MySQL: Find Missing Dates Between a Date Range
Asked Answered
B

6

6

I need some help with a mysql query. I've got db table that has data from Jan 1, 2011 thru April 30, 2011. There should be a record for each date. I need to find out whether any date is missing from the table.

So for example, let's say that Feb 2, 2011 has no data. How do I find that date?

I've got the dates stored in a column called reportdatetime. The dates are stored in the format: 2011-05-10 0:00:00, which is May 5, 2011 12:00:00 am.

Any suggestions?

Balsa answered 1/7, 2011 at 17:19 Comment(4)
So you're saying that a single date wouldn't have a row at all or that it has a row and there's no data in another column? If it doesn't have a row the only way I can think of would be to loop through each date and check it.Yearwood
You mean reportdatetime has the entry of Feb 2, 2011 but other fields associated to that date are not present?Bergamo
Possibly duplicate of #3539358Machinery
And another dupe #5523201Machinery
T
13

This is a second answer, I'll post it separately.

SELECT DATE(r1.reportdate) + INTERVAL 1 DAY AS missing_date
FROM Reports r1
LEFT OUTER JOIN Reports r2 ON DATE(r1.reportdate) = DATE(r2.reportdate) - INTERVAL 1 DAY
WHERE r1.reportdate BETWEEN '2011-01-01' AND '2011-04-30' AND r2.reportdate IS NULL;

This is a self-join that reports a date such that no row exists with the date following.

> Stored data:
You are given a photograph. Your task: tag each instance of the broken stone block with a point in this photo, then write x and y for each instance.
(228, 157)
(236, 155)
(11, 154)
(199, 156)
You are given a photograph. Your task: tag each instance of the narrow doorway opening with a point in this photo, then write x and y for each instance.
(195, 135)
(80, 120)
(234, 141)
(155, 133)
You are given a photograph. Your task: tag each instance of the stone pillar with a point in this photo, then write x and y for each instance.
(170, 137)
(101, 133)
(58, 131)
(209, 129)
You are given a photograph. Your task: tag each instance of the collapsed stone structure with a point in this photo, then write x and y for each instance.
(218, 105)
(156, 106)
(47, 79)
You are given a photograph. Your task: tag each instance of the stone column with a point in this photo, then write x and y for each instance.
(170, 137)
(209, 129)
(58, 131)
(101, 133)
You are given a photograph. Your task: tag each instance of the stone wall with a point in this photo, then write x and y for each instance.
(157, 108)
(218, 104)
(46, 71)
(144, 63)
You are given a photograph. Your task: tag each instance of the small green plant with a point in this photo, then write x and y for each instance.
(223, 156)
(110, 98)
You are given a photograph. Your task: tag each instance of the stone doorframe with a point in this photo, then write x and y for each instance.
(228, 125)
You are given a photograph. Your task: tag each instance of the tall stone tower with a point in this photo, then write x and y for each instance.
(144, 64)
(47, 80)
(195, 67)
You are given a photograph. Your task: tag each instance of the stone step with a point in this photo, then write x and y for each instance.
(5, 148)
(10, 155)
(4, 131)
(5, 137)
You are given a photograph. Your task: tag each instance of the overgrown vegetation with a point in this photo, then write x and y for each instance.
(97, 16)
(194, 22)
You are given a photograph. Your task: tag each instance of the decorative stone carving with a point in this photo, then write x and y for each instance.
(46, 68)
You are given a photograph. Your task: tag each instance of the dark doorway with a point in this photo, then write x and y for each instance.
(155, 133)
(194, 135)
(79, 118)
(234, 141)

> Request 1:
In the MySQL missing-dates thread, what is the name of the column that stores the dates?
> Request 2:
Continue the MySQL missing-dates thread from the point where it stops.

> Final answer 1:
reportdatetime

> Final answer 2:
This will find the first day in a gap, but if there are runs of multiple days missing it won't report all the dates in the gap.

Trautman answered 1/7, 2011 at 18:32 Comment(5)
Modified it slightly to account for duplicate date value that caused the self join to go crazy: SELECT DISTINCT DATE(r1.date) + INTERVAL 1 DAY AS missing_date FROM mytable r1 LEFT OUTER JOIN (SELECT DISTINCT date FROM mytable ) r2 ON DATE(r1.date) = DATE(r2.date) - INTERVAL 1 DAY WHERE r1.date BETWEEN '2011-06-19' AND '2012-08-30' AND r2.date IS NULLMachinery
This work only if the missing date is one day but if you have more than one its failBlane
@MartinVarta, yes that's true. I already said that in my answer above.Trautman
@BillKarwin this solution can help, can change the range. SELECT * FROM ( SELECT DATE_ADD('2014-01-01', INTERVAL t4+t16+t64+t256+t1024 DAY) missing FROM (SELECT 0 t4 UNION ALL SELECT 1 UNION ALL SELECT 2 UNION ALL SELECT 3 ) t4, (SELECT 0 t16 UNION ALL SELECT 4 UNION ALL SELECT 8 UNION ALL SELECT 12 ) t16, (SELECT 0 t64 UNION ALL SELECT 16 UNION ALL SELECT 32 UNION ALL SELECT 48 ) t64, (SELECT 0 t256 UNION ALL SELECT 64 UNION ALL SELECT 128 UNION ALL SELECT 192) t256 ) b WHERE missing NOT IN (SELECT fDesde262 FROM py262) AND ausente<NOW();Blane
@MartinVarta, great, why don't you post that as an answer?Trautman
T
8
  1. CREATE TABLE Days (day DATE PRIMARY KEY);

  2. Fill Days with all the days you're looking for.

    mysql> INSERT INTO Days VALUES ('2011-01-01');
    mysql> SET @offset := 1;
    mysql> INSERT INTO Days SELECT day + INTERVAL @offset DAY FROM Days; SET @offset := @offset * 2;
    

    Then up-arrow and repeat the INSERT as many times as needed. It doubles the number of rows each time, so you can get four month's worth of rows in seven INSERTs.

  3. Do an exclusion join to find the dates for which there is no match in your reports table:

    SELECT d.day FROM Days d 
    LEFT OUTER JOIN Reports r ON d.day = DATE(r.reportdatetime)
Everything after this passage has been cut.